Reading text
--------------------------------------------------

How to Celebrate LGBTQ+ All Year Round
Since the 1970s, independent Pride events have been frequently celebrated in the month June.
Early Pride celebrations were done to commemorate the foundational Stonewall Riots where gay people were arrested at New York City’s Stonewall Inn. Following this, gay activism became much more common place.
Now, Pride month is celebrated around the world as a time to come together and promote positive change for all humans. If you’ve never been to Pride Celebration, they are genuinely inclusive celebrations of all types of people, from all types of backgrounds. The celebration includes people from all walks of life – gay, straight, gender non-binary, and cisgender folks of all ages.
And, Pride month has driven political action. Some important milestones along the way to LGBTQ+ inclusion by the US Supreme Court:
- The Lawrence decision that ended sodomy bans in 2003
- The Obergefell decision legalized marriage equality in 2015
- The Bostock ruling that stopped hospitals from turning away trans patients in 2020
While June is the height of LGBTQ+ awareness, there are lots of things you can do throughout the year to signal that you want to be an ally to the LGBTQ+ community…especially if you’re straight and/or cisgender.
Share Your Pronouns
There’s a lot of misunderstanding about pronouns. Cisgender people that identify with the same gender of which they were assigned at birth (based likely on their biology), think it’s obvious what their gender identification is. I identify as a female, I was assigned female on my birth certificate, why do I need to tell people that I prefer the pronouns she/hers?
By including your pronouns in your email signature, social media profiles, and video platforms, you are signaling that you want to be inclusive. People that are marginalized based on their gender identity now do not have to do 100% of the work to ensure they’re not misgendered. It’s one small step you can do to show you care and you understand that people have different gender identities and that you honor that identity and expression.
For example, I added my pronouns to my email signature, LinkedIn profile, and Zoom account. I didn’t think it was a big deal. It is pretty obvious (to me) that I am a female. Then, the mother of one of my daughter’s friends responded to one of my emails and said, “I saw your pronouns in your signature. I wanted you to know that my son is gay and I now know that it’s safe to share that with you. I’m never sure who I can tell. There are many people that will judge him and it is scary. Thanks for being an ally.”
Every day actions create inclusion as an ally. Oftentimes, it is the subtle acts of inclusion that have the biggest impact.
Facilitate Being Out at Work
The HRC reports that “half of LGBTQ employees in the U.S. remain closeted at work.”
Let that sink in…
If someone is gay, transgender, or gender non-binary, they are not bringing their full self to work. There’s no way you could be yourself if you have to cover or hide a huge part of your identity. That means no small talk about what you did on the weekend, no mention of your partner, or no reveal of your transgender identity.
That means we know a lot more LGBTQ+ folks than we realize because so many are still not comfortable enough in their environment to share with us.
How do you signal you want to be an ally for LGBTQ+ folks at work? Try some of these techniques:
- Ask curiously and openly about someone’s weekend and/or family. Use gender neutral language. Show with your body language you are open and truly want to know. Don’t pry here, but show that you care and are curious! Simply listen and learn.
- Get involved in your LGBTQ+ or Pride Employee Resource Group. Keep in mind some programs and events are specifically designed to hold brave, psychologically safe places for the LGBTQ+ employees, but often larger organizations open up some programs and sessions to the broader ally community.
- Watch Disclosure. It is a gripping documentary about the transgender community and provides a window into the challenges they continue to face. Since most people do not know an actively out transgender person, it is a helpful resource to understand what you may not experience naturally. We have a full resources list for allies in training here with ideas.
- Display your Pride flag year round. Don’t just celebrate LGBTQ+ in June, do it all year round.

--------------------------------------------------

Supplied information
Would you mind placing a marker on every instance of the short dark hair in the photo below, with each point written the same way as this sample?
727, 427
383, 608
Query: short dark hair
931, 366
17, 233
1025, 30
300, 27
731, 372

--------------------------------------------------

Activity
List every US Supreme Court decision named in the article on celebrating LGBTQ+ all year round, with the year given for each. You can leave the lines aside; nothing here depends on them.

Task result
- Lawrence (2003)
- Obergefell (2015)
- Bostock (2020)